Requirement ▸
Answer with a number only: how many lines of the entries below contain the word "woman"?

*** Material supplied ***

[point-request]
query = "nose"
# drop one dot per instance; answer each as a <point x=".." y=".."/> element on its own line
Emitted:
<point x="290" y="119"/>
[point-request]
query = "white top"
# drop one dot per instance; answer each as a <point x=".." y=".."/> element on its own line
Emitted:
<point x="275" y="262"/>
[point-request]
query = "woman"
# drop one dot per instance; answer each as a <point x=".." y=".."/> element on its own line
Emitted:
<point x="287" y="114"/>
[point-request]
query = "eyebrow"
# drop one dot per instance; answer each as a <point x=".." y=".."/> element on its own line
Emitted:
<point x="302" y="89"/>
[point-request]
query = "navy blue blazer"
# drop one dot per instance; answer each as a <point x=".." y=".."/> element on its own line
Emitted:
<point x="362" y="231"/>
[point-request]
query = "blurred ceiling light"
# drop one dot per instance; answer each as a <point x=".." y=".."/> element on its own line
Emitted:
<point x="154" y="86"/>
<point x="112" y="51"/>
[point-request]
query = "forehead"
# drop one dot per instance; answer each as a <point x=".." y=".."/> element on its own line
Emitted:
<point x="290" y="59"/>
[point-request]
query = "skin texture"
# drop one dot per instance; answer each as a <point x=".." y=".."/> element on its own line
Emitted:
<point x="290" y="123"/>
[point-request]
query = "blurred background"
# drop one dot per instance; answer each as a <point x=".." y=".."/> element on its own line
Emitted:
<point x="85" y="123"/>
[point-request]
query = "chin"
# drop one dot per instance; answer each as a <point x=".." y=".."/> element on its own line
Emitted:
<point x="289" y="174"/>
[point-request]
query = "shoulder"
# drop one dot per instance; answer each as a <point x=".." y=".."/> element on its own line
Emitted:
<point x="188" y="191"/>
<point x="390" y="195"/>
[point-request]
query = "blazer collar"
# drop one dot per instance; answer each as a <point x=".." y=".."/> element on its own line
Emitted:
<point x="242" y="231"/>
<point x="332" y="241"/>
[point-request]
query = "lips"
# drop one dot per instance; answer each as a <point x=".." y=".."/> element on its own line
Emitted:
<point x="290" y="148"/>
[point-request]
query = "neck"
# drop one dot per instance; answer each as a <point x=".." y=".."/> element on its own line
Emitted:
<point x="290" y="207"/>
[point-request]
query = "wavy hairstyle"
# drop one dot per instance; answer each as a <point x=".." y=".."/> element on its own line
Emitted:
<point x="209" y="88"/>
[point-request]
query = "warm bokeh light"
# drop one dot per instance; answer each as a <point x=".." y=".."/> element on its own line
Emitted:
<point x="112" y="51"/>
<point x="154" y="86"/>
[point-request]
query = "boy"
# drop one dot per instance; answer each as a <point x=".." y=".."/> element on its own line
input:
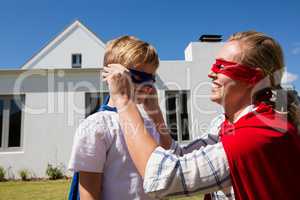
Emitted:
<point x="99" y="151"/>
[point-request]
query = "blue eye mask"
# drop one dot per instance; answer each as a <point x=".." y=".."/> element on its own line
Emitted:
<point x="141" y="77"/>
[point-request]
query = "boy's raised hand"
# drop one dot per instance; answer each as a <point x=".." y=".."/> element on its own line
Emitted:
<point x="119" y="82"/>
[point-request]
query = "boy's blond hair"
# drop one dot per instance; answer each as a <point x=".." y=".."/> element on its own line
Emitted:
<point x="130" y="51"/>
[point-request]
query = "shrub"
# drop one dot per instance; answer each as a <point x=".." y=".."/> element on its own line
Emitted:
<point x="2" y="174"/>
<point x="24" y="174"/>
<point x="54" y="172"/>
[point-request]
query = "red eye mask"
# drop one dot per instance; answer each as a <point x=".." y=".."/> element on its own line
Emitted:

*** End of Material supplied ***
*** Material supplied ***

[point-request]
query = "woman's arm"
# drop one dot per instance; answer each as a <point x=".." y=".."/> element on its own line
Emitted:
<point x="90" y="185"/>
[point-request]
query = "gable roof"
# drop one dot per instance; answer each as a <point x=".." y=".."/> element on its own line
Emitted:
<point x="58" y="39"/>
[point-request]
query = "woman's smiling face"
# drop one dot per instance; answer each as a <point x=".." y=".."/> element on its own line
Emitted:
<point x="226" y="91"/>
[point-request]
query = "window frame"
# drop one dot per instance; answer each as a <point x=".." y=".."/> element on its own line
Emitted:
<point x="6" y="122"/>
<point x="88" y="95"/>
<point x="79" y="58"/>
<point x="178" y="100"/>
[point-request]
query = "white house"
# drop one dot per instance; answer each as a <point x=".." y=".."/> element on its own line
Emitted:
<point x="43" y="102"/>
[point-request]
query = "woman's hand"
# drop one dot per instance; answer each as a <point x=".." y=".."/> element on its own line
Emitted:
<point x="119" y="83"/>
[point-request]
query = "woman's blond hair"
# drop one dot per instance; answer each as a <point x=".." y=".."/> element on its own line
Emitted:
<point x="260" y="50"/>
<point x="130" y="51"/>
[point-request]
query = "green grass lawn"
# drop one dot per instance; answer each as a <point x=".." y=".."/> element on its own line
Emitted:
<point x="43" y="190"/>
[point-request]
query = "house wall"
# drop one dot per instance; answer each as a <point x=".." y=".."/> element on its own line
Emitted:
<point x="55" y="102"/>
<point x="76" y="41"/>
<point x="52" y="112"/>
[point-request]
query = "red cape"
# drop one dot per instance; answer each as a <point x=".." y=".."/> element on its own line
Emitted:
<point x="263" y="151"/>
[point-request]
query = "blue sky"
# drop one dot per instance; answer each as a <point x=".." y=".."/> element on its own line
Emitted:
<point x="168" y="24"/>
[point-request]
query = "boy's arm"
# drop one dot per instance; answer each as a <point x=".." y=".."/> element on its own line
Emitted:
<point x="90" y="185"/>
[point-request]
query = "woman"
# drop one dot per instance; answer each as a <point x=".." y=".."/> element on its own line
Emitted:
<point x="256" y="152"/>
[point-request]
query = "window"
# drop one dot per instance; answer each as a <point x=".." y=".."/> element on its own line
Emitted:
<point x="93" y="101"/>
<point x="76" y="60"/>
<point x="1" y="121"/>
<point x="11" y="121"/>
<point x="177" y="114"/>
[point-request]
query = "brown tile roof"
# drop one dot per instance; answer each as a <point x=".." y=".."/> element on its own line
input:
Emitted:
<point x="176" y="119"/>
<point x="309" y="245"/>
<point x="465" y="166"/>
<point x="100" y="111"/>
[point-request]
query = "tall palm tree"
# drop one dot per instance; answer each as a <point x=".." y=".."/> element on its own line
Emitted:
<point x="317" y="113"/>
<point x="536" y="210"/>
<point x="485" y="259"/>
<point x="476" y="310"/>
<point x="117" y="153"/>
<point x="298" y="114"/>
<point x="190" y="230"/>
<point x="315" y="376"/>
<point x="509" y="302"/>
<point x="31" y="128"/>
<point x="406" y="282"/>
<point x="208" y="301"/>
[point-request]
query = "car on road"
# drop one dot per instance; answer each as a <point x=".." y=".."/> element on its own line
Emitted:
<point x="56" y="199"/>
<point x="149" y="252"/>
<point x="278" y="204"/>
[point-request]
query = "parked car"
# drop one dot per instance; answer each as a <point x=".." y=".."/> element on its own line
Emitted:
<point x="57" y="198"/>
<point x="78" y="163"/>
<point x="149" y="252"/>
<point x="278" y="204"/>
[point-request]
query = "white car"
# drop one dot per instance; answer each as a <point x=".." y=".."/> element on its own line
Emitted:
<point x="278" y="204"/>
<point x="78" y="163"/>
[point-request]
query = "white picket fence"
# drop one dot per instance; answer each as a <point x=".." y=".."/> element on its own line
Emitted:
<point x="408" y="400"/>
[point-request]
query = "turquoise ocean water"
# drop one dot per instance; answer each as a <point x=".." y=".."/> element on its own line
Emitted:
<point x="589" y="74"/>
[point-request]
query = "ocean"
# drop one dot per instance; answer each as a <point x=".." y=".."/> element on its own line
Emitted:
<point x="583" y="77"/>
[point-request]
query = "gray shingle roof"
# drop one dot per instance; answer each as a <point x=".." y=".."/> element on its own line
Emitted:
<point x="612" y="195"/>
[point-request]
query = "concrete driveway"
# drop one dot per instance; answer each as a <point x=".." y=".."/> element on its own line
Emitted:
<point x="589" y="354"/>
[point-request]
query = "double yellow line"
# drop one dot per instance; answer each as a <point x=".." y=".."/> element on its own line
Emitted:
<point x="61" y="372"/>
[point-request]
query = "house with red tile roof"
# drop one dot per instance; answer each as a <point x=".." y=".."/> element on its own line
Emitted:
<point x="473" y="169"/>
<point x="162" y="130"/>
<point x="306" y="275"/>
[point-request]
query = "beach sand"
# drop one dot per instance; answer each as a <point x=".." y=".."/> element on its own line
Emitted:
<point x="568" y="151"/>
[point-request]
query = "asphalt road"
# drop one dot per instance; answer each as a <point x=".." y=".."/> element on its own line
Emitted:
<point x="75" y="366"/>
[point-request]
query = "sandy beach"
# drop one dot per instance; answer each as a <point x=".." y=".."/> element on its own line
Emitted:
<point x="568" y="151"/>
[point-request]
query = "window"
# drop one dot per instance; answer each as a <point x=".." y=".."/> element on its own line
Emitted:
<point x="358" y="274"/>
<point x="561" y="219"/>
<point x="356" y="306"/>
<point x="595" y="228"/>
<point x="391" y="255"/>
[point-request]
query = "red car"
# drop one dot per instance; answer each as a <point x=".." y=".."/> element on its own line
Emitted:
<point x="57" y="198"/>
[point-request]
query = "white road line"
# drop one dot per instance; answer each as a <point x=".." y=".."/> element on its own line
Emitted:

*** End of Material supplied ***
*** Material supplied ***

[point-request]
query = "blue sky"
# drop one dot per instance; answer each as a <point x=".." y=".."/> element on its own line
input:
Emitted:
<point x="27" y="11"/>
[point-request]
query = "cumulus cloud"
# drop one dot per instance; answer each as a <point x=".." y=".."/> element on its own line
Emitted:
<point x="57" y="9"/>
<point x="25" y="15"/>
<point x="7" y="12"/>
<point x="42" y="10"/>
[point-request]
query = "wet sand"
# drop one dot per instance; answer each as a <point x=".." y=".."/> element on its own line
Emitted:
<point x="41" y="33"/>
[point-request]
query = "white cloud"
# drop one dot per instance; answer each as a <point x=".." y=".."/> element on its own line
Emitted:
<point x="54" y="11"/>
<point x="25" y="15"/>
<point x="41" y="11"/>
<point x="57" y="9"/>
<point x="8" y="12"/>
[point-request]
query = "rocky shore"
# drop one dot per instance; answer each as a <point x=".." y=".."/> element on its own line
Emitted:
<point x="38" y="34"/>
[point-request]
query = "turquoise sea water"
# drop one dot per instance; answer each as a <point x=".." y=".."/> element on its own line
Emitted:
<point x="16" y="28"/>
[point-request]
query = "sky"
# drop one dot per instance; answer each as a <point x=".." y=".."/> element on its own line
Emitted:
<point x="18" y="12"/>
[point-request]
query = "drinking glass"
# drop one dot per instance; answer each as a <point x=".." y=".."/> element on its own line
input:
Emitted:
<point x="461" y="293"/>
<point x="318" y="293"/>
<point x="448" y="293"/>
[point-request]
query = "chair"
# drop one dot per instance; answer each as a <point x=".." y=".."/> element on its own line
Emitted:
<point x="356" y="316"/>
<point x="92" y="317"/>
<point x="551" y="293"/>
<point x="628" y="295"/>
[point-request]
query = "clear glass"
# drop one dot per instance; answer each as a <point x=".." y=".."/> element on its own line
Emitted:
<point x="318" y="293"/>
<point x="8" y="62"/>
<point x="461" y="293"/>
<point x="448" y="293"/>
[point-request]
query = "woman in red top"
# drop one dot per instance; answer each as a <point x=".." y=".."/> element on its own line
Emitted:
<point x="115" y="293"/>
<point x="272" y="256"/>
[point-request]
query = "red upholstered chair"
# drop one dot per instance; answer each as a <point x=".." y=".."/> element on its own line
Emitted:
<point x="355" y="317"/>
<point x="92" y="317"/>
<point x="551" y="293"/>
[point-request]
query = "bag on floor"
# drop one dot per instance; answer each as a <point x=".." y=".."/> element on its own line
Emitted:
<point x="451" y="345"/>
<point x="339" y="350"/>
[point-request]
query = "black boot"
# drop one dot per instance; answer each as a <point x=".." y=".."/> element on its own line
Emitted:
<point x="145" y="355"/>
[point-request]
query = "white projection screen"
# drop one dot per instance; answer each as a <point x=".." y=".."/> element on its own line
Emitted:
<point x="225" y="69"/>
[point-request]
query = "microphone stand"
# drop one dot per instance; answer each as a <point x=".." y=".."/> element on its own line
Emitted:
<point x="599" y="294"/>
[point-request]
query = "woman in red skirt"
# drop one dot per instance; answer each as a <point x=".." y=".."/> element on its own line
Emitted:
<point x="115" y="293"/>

*** End of Material supplied ***

Answer to the problem ▸
8